→ Kutipan Teks
Dari grafik diatas, alasan "karena saya ngefans sama sutradaranya" merupakan alasan paling minor (cuma 5.26%). Beberapa sutradara seperti Joko Anwar, Riri Riza, Upi, Nia Dinata dari perfilman Indonesia, hingga nama besar seperti Quentin Tarantino, Guilermo Del Toro, dan James Wan selalu punya 'signature' khas pada karya yang mereka buat. Film-film mereka punya ciri khusus yang hanya bisa dilakukan oleh sutradara sekaliber mereka. Mungkin itulah alasan kenapa 2 responden minoritas ini mengaku nonton sebuah film karena reputasi sutradaranya. Kakak kelas saya, Dimas, adalah salah satu orang yang punya kekaguman khusus sama filmnya Tarantino dan Coen Brothers, karena skrip mereka emang keren parah.

→ Latihan Tertulis 1
Ubah kutipan teks di atas: tulis ulang semuanya mulai dari "Dari grafik diatas, alasan" sampai ke "emang keren parah.", dengan "responden" diganti "peserta survei".
→ Latihan Tertulis 2
Dari kutipan teks di atas, sebutkan semua nama sutradara dalam kalimat yang dimulai dengan "Beberapa sutradara seperti".
→ Latihan Tertulis 3
Lanjutkan kutipan teks tentang alasan menonton film karena sutradaranya, mulai setelah kalimat terakhirnya.

→ Cuplikan Data
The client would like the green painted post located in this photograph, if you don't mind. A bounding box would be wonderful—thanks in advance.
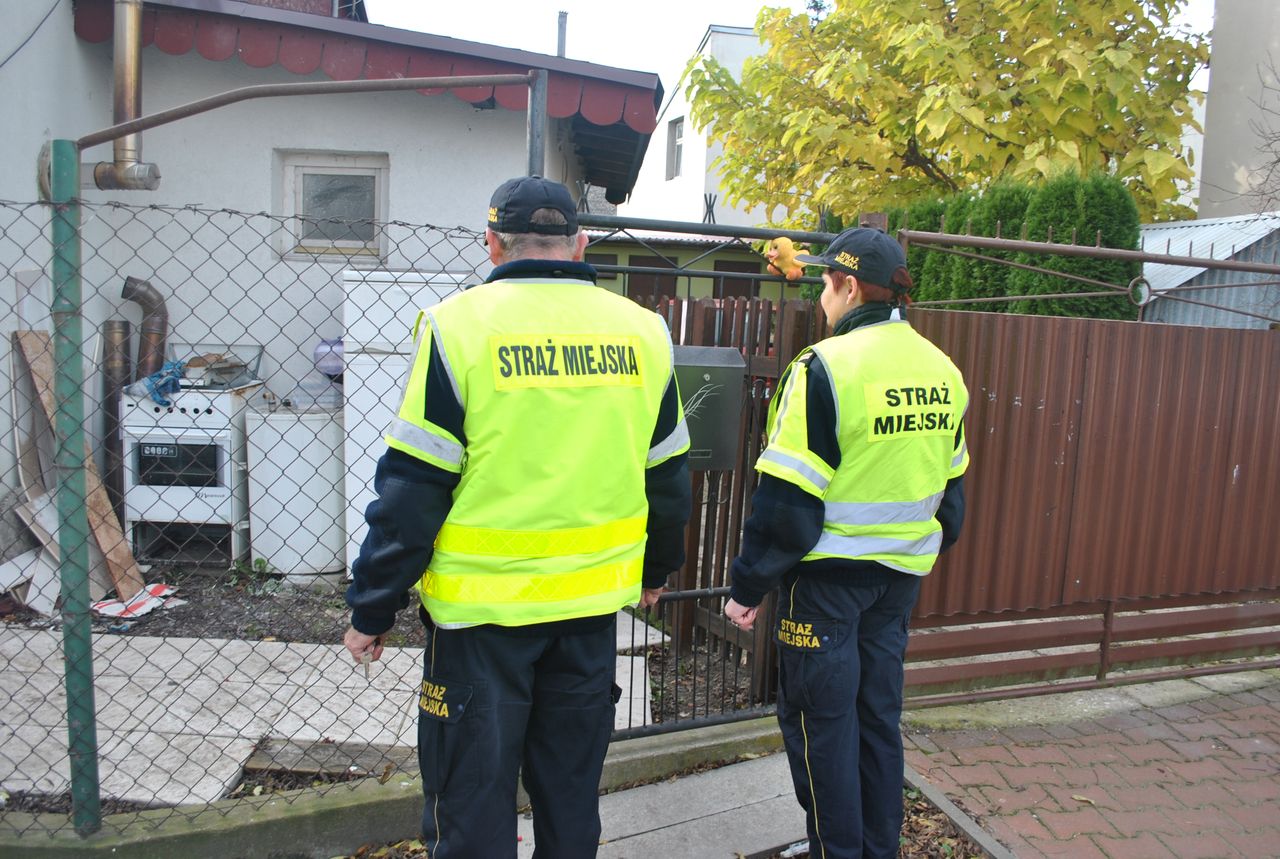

→ Hasil Latihan 1
Dari grafik diatas, alasan "karena saya ngefans sama sutradaranya" merupakan alasan paling minor (cuma 5.26%). Beberapa sutradara seperti Joko Anwar, Riri Riza, Upi, Nia Dinata dari perfilman Indonesia, hingga nama besar seperti Quentin Tarantino, Guilermo Del Toro, dan James Wan selalu punya 'signature' khas pada karya yang mereka buat. Film-film mereka punya ciri khusus yang hanya bisa dilakukan oleh sutradara sekaliber mereka. Mungkin itulah alasan kenapa 2 peserta survei minoritas ini mengaku nonton sebuah film karena reputasi sutradaranya. Kakak kelas saya, Dimas, adalah salah satu orang yang punya kekaguman khusus sama filmnya Tarantino dan Coen Brothers, karena skrip mereka emang keren parah.

→ Hasil Latihan 2
Joko Anwar, Riri Riza, Upi, Nia Dinata, Quentin Tarantino, Guilermo Del Toro, James Wan

→ Hasil Latihan 3
Sementara itu, alasan terbanyak dari responden (65.79%) kenapa akhirnya menonton sebuah film adalah karena Trailer (cuplikan) film yang bikin penasaran. Alasan terbanyak kedua adalah karena jalan cerita yang menarik (52.63%). Ini seharusnya menjadi pelajaran bagi sineas Indonesia untuk menyuguhkan jalan cerita yang lebih baik dan tentu saja : buatlah trailer film yang memikat sehingga penonton penasaran untuk nonton. Sedihnya, setiap kali nonton trailer film Indonesia (baik di Youtube maupun di bioskop sebelum film diputar) bukannya bikin penasaran mau nonton tapi malah bikin nggerundel dan kasihan sama filmnya. Para produser banyak yang belum ngerti potensi sebuah trailer sebagai alat promosi. Para PH masih menggunakan rumus gabungin-aja-semua-adegan-dalam-satu-film-kasih-judul-ya-udah-kelar. Trailer film Sunshine Becomes You, misalnya. Ini trailer apa film pendek? Ngapain juga nonton filmnya kalo trailer berdurasi 3 menitan ini udah menunjukkan intisari cerita? Tapi ya sudah. Mari kita kulik hal itu di lain  posting.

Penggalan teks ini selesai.